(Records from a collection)
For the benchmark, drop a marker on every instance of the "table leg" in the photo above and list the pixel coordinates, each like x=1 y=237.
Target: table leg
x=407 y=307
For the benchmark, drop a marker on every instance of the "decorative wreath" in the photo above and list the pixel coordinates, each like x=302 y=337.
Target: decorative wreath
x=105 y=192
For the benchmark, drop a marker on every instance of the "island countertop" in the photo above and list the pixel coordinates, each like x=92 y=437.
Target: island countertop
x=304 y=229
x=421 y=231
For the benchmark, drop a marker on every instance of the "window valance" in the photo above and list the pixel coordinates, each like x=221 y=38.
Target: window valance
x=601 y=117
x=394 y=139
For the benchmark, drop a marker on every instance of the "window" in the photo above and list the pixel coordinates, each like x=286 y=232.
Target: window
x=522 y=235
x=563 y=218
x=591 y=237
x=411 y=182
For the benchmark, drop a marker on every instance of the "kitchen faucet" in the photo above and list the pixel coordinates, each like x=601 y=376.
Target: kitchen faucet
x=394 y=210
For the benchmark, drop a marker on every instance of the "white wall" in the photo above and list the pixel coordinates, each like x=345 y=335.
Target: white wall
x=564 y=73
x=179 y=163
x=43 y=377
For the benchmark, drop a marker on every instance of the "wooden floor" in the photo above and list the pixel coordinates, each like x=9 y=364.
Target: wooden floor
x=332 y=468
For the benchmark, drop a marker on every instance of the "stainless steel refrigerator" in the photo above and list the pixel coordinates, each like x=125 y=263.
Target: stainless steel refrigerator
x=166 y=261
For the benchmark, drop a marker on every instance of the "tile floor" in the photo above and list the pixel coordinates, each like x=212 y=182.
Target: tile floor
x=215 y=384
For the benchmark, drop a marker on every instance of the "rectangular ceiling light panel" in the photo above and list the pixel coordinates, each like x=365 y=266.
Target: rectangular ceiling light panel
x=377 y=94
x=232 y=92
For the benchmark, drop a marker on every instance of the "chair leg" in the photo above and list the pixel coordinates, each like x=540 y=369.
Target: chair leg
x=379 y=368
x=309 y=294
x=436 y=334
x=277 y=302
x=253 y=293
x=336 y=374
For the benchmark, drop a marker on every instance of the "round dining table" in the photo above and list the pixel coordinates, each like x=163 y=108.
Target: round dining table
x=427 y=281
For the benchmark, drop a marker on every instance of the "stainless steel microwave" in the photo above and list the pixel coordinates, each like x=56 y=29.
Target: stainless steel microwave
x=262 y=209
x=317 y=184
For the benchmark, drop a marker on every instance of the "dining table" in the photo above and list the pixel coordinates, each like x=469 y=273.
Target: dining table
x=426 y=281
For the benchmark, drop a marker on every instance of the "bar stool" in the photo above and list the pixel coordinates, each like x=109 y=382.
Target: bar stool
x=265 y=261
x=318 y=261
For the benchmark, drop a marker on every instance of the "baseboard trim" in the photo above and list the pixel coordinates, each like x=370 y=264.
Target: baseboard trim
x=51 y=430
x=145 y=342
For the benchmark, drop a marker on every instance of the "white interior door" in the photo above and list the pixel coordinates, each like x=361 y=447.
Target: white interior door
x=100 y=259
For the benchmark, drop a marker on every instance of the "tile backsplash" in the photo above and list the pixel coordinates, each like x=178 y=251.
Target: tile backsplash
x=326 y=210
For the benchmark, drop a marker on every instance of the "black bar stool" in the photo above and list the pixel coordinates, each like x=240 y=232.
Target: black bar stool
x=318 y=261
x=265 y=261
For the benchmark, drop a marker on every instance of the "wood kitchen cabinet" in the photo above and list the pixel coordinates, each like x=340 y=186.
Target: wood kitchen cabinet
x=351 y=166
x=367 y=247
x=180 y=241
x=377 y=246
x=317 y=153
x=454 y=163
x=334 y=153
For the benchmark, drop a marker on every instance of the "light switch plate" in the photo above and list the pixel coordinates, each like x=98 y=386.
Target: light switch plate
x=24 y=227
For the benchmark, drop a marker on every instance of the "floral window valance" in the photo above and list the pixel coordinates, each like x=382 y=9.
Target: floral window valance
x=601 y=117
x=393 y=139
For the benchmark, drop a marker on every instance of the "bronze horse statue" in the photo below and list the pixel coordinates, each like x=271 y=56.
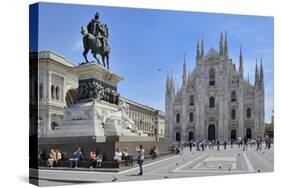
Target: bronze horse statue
x=90 y=42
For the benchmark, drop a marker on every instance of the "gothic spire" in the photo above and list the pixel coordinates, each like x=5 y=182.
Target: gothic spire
x=225 y=44
x=184 y=80
x=257 y=73
x=202 y=47
x=241 y=61
x=261 y=72
x=197 y=51
x=221 y=45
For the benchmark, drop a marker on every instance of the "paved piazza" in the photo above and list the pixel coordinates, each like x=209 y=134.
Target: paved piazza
x=187 y=164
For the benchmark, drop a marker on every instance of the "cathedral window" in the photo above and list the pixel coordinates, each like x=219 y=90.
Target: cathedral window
x=54 y=125
x=191 y=117
x=233 y=96
x=191 y=100
x=57 y=93
x=212 y=77
x=53 y=91
x=41 y=90
x=211 y=102
x=233 y=114
x=178 y=118
x=249 y=113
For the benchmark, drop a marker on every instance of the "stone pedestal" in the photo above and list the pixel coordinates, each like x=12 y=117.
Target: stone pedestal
x=95 y=116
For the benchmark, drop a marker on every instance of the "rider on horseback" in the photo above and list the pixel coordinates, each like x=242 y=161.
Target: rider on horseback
x=99 y=30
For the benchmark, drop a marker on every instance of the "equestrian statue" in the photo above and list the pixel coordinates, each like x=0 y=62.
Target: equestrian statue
x=95 y=38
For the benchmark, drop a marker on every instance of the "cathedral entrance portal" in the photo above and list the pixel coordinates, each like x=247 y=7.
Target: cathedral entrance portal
x=211 y=132
x=178 y=137
x=233 y=134
x=190 y=135
x=249 y=134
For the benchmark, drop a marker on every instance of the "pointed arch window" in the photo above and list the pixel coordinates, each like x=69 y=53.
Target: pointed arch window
x=212 y=77
x=191 y=100
x=53 y=91
x=212 y=102
x=191 y=117
x=178 y=118
x=41 y=90
x=57 y=93
x=233 y=96
x=249 y=113
x=233 y=114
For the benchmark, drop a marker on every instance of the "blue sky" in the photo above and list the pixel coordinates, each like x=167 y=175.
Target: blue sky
x=144 y=40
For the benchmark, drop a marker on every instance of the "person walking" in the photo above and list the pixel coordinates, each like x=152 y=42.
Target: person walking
x=140 y=159
x=190 y=145
x=245 y=147
x=218 y=145
x=224 y=144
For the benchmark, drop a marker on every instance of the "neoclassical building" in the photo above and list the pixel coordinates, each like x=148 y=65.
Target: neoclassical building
x=57 y=89
x=214 y=100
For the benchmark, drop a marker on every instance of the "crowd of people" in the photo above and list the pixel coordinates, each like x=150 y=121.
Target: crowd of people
x=96 y=158
x=201 y=145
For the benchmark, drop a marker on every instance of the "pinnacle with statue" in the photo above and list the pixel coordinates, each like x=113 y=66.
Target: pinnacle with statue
x=95 y=39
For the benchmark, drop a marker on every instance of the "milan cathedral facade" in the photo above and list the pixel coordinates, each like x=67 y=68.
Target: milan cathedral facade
x=214 y=100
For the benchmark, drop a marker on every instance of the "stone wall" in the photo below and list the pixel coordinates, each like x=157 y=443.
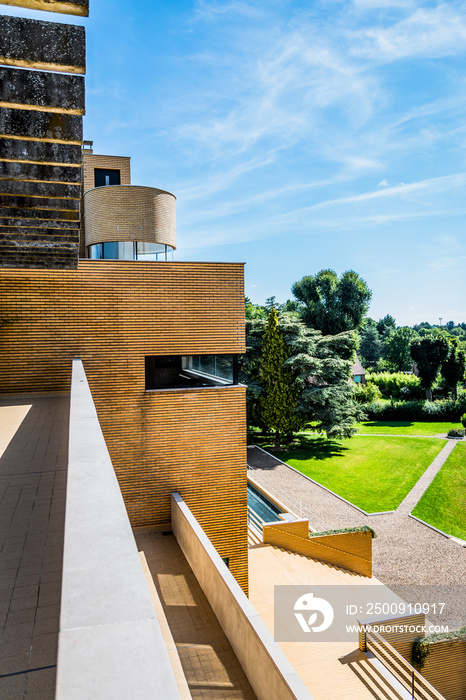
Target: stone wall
x=40 y=138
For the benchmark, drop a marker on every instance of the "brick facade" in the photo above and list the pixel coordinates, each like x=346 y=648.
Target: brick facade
x=112 y=315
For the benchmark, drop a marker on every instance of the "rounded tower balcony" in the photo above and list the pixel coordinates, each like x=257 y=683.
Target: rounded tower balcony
x=129 y=222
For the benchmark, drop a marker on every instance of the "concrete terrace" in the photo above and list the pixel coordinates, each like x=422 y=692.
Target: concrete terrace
x=210 y=666
x=332 y=670
x=33 y=462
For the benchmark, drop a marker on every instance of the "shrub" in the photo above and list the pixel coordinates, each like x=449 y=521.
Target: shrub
x=397 y=384
x=455 y=433
x=446 y=410
x=367 y=393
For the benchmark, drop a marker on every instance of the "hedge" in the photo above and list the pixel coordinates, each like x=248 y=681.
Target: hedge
x=397 y=384
x=445 y=410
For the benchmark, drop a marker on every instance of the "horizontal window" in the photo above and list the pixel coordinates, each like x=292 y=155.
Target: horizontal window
x=184 y=371
x=130 y=250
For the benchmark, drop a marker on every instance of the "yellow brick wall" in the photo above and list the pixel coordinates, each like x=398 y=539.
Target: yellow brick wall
x=113 y=314
x=130 y=213
x=91 y=161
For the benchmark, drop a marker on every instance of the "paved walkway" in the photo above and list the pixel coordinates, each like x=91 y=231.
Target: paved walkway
x=411 y=500
x=405 y=551
x=332 y=670
x=210 y=666
x=33 y=459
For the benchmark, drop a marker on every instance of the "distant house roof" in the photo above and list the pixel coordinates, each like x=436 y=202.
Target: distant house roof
x=357 y=368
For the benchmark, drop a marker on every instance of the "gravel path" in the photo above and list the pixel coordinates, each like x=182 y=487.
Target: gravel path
x=405 y=551
x=410 y=501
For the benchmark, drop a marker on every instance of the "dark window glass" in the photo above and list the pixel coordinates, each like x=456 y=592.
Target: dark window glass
x=177 y=372
x=102 y=177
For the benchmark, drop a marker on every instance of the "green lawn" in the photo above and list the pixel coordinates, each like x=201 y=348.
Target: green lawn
x=374 y=473
x=443 y=505
x=405 y=428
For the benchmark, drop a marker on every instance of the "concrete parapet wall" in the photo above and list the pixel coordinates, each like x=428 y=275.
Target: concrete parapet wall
x=130 y=213
x=30 y=43
x=268 y=670
x=401 y=641
x=349 y=550
x=110 y=644
x=446 y=668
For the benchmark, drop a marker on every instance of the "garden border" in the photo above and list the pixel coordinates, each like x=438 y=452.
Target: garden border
x=382 y=512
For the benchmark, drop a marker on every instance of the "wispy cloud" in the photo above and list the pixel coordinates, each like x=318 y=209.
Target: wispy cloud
x=433 y=32
x=211 y=10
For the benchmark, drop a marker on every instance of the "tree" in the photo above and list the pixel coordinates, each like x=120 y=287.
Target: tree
x=253 y=310
x=330 y=304
x=429 y=353
x=318 y=369
x=370 y=347
x=398 y=348
x=278 y=402
x=453 y=367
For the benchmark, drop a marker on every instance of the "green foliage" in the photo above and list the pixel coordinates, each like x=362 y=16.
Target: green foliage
x=453 y=367
x=278 y=402
x=398 y=346
x=370 y=347
x=367 y=393
x=420 y=652
x=385 y=326
x=442 y=505
x=330 y=304
x=319 y=368
x=359 y=528
x=446 y=410
x=393 y=384
x=374 y=472
x=429 y=353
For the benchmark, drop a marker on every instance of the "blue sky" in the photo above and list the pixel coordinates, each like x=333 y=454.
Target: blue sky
x=296 y=136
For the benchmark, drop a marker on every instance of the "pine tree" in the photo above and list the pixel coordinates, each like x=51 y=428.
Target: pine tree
x=453 y=368
x=278 y=403
x=315 y=369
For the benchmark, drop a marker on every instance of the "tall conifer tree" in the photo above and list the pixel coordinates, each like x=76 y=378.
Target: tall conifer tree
x=279 y=400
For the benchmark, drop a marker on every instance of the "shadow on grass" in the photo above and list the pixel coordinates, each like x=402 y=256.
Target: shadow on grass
x=387 y=423
x=304 y=447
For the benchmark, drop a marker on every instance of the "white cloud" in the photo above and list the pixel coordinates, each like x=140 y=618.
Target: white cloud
x=440 y=31
x=212 y=10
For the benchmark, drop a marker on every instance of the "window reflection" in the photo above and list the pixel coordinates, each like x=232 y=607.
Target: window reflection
x=130 y=250
x=184 y=371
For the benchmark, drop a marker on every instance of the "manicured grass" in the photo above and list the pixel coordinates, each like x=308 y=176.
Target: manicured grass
x=405 y=428
x=443 y=505
x=374 y=473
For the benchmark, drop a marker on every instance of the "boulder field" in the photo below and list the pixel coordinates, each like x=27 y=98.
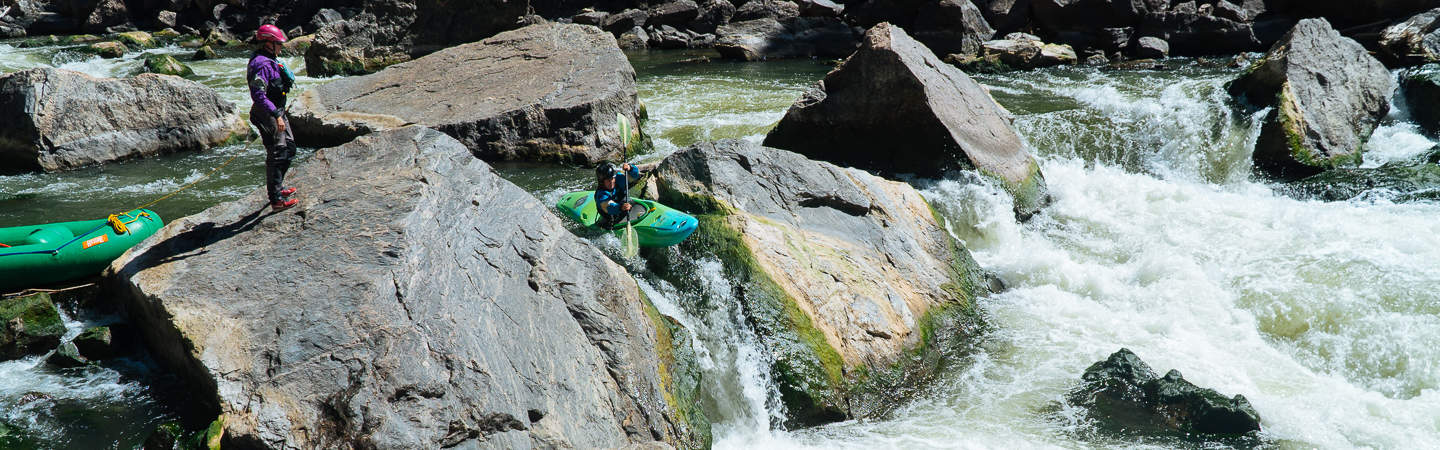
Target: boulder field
x=130 y=117
x=545 y=93
x=414 y=299
x=850 y=280
x=893 y=107
x=1326 y=93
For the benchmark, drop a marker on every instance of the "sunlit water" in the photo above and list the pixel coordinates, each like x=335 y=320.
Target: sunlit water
x=1159 y=240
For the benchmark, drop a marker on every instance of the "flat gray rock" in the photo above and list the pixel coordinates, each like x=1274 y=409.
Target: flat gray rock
x=414 y=299
x=59 y=120
x=545 y=93
x=896 y=107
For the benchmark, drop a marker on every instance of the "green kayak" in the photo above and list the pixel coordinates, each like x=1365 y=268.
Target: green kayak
x=41 y=254
x=655 y=225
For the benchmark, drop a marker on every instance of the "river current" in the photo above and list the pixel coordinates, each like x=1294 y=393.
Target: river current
x=1159 y=240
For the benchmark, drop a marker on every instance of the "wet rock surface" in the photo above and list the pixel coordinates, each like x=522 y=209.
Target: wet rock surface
x=1125 y=395
x=1326 y=93
x=131 y=117
x=929 y=111
x=840 y=270
x=412 y=299
x=550 y=93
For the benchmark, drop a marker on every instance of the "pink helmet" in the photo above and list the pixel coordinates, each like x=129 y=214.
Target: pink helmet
x=270 y=32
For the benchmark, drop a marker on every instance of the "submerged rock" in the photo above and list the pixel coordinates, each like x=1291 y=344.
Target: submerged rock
x=1123 y=395
x=846 y=277
x=133 y=117
x=1326 y=93
x=1414 y=41
x=894 y=107
x=29 y=325
x=414 y=299
x=550 y=94
x=166 y=65
x=794 y=38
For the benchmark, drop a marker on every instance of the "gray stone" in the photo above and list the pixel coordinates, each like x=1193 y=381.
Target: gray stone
x=930 y=118
x=1326 y=93
x=674 y=13
x=133 y=117
x=550 y=93
x=797 y=38
x=1414 y=41
x=1123 y=395
x=861 y=258
x=414 y=299
x=1151 y=46
x=29 y=325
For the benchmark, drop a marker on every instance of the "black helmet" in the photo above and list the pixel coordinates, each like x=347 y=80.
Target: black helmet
x=604 y=170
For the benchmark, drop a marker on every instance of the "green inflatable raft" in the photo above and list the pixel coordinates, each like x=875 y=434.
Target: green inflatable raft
x=657 y=225
x=39 y=254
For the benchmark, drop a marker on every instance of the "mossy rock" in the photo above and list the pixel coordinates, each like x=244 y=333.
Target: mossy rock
x=166 y=65
x=29 y=325
x=108 y=49
x=203 y=54
x=137 y=39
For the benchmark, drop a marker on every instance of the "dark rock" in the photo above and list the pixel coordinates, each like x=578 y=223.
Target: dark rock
x=203 y=54
x=552 y=93
x=1422 y=94
x=29 y=325
x=797 y=38
x=589 y=18
x=933 y=110
x=1005 y=15
x=1151 y=48
x=1195 y=33
x=388 y=32
x=820 y=7
x=945 y=26
x=674 y=13
x=66 y=356
x=1414 y=41
x=133 y=117
x=95 y=343
x=861 y=261
x=1398 y=182
x=1326 y=93
x=1122 y=394
x=713 y=13
x=624 y=20
x=399 y=342
x=778 y=10
x=164 y=65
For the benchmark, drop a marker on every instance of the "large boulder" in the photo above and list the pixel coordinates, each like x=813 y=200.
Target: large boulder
x=1414 y=41
x=414 y=299
x=549 y=93
x=1123 y=394
x=392 y=31
x=1326 y=93
x=945 y=26
x=29 y=325
x=795 y=38
x=851 y=281
x=133 y=117
x=896 y=108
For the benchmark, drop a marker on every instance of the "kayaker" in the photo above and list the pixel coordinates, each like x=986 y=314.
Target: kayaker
x=270 y=84
x=612 y=192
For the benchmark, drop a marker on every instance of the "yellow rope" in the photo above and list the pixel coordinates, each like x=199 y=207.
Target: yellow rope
x=120 y=227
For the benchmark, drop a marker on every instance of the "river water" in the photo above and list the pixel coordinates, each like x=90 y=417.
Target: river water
x=1324 y=315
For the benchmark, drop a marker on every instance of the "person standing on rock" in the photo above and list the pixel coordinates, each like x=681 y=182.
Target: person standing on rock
x=270 y=84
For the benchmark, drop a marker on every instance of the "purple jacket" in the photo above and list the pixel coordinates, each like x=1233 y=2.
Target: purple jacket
x=264 y=77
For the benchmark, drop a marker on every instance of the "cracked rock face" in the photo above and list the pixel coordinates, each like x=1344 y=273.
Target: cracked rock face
x=412 y=300
x=542 y=93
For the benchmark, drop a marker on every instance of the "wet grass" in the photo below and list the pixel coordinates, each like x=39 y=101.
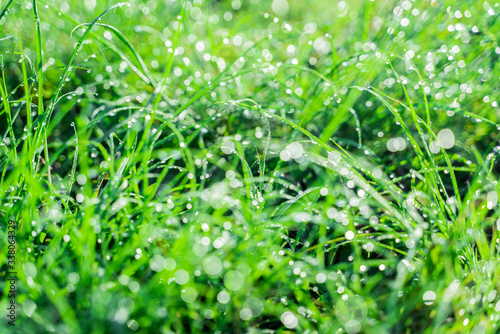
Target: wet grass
x=251 y=166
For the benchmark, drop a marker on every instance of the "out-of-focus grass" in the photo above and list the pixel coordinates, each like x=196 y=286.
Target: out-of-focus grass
x=251 y=166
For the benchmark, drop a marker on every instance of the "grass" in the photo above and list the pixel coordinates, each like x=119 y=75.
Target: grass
x=251 y=167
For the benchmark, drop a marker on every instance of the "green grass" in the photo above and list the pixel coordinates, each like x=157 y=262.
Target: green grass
x=251 y=166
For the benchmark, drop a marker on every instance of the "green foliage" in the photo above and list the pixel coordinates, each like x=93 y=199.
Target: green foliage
x=251 y=166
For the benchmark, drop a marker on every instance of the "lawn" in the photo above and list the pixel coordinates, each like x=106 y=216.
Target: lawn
x=249 y=166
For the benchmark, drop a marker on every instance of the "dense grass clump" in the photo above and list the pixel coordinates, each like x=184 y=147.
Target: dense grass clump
x=251 y=166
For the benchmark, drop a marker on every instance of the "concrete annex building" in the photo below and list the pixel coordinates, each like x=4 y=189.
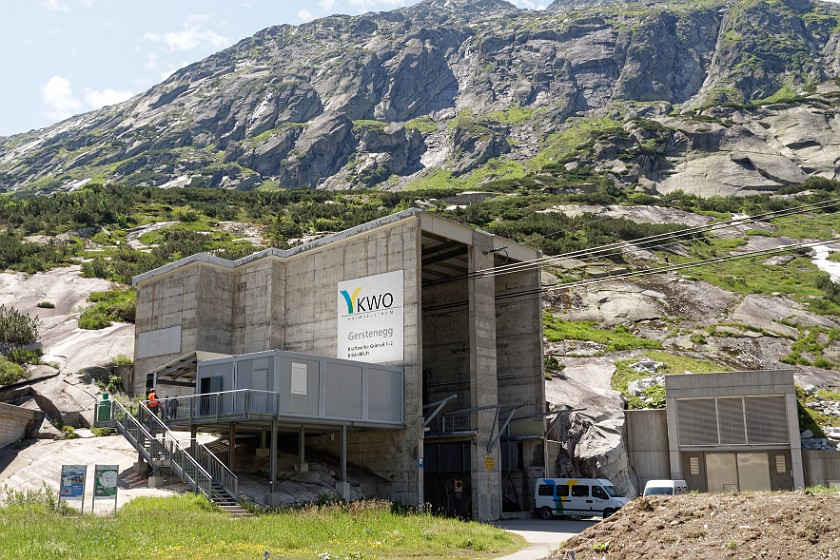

[OBJECTIVE] Rewrite the lines of the entries above as a numbered list, from the line containing "like x=1365 y=268." up to and including the line containing "x=655 y=225", leaving out any blank lines.

[OUTPUT FOR THIS TASK]
1. For the benchmark, drop a marker on every instance of the "green kayak" in the photo above and list the pixel coordinates, each like x=1365 y=268.
2. Target: green kayak
3. x=41 y=254
4. x=655 y=225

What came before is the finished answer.